● **Compiti da svolgere**:
• A. Cita parola per parola il tratto dell'articolo sulla giornata storta che va da "In ufficio, il" fino a "dal quarto piano.".
• B. Prosegui l'articolo sulla giornata storta dopo la sua ultima frase.

● **Articolo**:
Assume il compito della bandiera a scacchi in una competizione sportiva.
Come un piccolo folletto cattivo entra dalle orecchie, corre verso il centro dello stomaco, fissa i suoi piedi ben piantati a terra, si porta le mani ai lati della bocca, e dopo un grosso respiro comincia a urlare: 
“preparati, oggi è la giornata storta, nulla potrà  farle conquistare una direzione diversa, opposta”.
Inizia, in questo modo strampalato, la battaglia che si concluderà  solo a sera inoltrata, quando le tenebre avranno coperto lo scempio appena trascorso. 
Ogni oggetto quotidiano, sempre amico, sempre fidato, si tramuta nel potenziale nemico pronto a pugnalarti alle spalle.
Ti ritrovi perciò a scontrarti con la tazzina del caffè. 
Si anima comandata da una forza sconosciuta e immolandosi si catapulta a terra in un lago di sangue, nero.
Il rasoio, sempre attento a coccolare con una dolce carezza la pelle del viso, quella mattina si rivolta contro, solcandolo. 
Lascia la sua inconfondibile firma, dal classico colore rosso vivo.
L’auto, pronta a sopperire ai ritardi nascosti dietro ogni angolo, ha deciso fosse il momento dello sciopero.
In ufficio, il telefono interrompe qualsiasi attività  solo per il gusto di farlo.
La biro, fedele compagna da tempo immemore, tenta il suicidio gettandosi nel vuoto dal quarto piano.

● **Voci mostrate**:

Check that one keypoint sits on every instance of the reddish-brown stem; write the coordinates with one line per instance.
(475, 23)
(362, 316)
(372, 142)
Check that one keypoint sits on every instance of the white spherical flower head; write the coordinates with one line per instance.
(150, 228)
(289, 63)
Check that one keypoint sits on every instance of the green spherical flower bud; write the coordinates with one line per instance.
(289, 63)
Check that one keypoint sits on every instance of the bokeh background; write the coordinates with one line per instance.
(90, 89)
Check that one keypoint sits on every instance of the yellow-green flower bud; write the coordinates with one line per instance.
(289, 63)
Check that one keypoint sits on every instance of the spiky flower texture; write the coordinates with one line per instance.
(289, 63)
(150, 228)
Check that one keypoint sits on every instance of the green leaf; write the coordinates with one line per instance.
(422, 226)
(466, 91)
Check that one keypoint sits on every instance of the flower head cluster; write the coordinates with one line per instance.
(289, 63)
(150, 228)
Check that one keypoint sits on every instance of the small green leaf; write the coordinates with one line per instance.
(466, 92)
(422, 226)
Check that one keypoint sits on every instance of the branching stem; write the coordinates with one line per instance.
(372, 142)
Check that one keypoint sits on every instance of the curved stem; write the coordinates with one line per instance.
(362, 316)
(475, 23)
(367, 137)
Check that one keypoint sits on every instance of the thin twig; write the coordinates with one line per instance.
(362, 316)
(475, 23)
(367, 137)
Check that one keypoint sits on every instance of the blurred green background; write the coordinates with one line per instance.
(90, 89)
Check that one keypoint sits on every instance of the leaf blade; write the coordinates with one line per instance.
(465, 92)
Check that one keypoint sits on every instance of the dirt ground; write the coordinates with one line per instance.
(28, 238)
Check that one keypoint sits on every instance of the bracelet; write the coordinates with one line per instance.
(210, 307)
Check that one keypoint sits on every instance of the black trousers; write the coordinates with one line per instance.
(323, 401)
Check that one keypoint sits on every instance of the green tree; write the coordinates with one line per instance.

● **Risposte ai compiti**:
• A.
In ufficio, il telefono interrompe qualsiasi attività  solo per il gusto di farlo.
La biro, fedele compagna da tempo immemore, tenta il suicidio gettandosi nel vuoto dal quarto piano.

• B.
Ti irride allo stesso modo il primo boccone del pranzo. 
Il burlone ha nascosto nel suo interno una minuscola sfera infuocata solo per il gusto di farti smarrire, per il resto del pasto, il piacere di goderti i piaceri dei sapori.
In questo modo, continua, nonostante i tuoi incessanti sforzi per contrastare la serie di eventi infausti, la giornata brutta, sghemba, negativa.
La giornata dove tutto quello che può andare storto, andrà  peggio.
Non ci sono motivi apparenti del perché accada.
Succede.
Lo sperimentiamo tutti, chi più chi meno, e nessuno ne è esente.
Capita, capita e basta.
È come se l’universo sentisse la necessità  di riequilibrare una sorta di bilancia delle positività  e negatività .
Quando ti da qualcosa di bello, all’improvviso te lo ritrovi dinanzi a muso duro, pronto a recriminare la sua parte.
Eccoli, sono lì davanti a me, riesco persino ad ascoltarli mentre parlottano.
Una conversazione tra pari: 
“no mio caro, ora basta. 
È giunto il momento di restituire qualcosa”;
“mi hai dato delle emozioni, belle d’accordo, ma non posso restituirtele”
“non puoi o non vuoi?”;
“beh, forse entrambi”;
“allora mi riprendo qualcosa con la violenza e ti impongo una giornata brutta”;
“no ti prego, la giornata storta no”;
“ormai è deciso”.
In realtà , se ci penso realmente, sono piccoli episodi che accadono più spesso di quanto immaginiamo.
Ciò che cambia è la sensibilità  del momento in cui li viviamo.
A volte, siamo così felici da non riuscire a farci togliere quel sorriso stampato in volto, neanche con una cannonata.
Il problema, si pone quando così non è.
Quando la tristezza ha fatto capolino in quella giornata, definita storta, tutto il vissuto lo scambiamo, lo confondiamo con un masso lanciatoci contro con il solo scopo di colpirci violentemente, di farci stare talmente male, da regalarci la possibilità  di piangere, di sfogarci, di buttare fuori l’incontenibile. 
Forse, per non vivere altre giornate brutte, dovremmo trovare la forza di fare un passo a lato per evitare quel masso mentre ci sta piovendo addosso, evitando così di arrivare al punto di implodere.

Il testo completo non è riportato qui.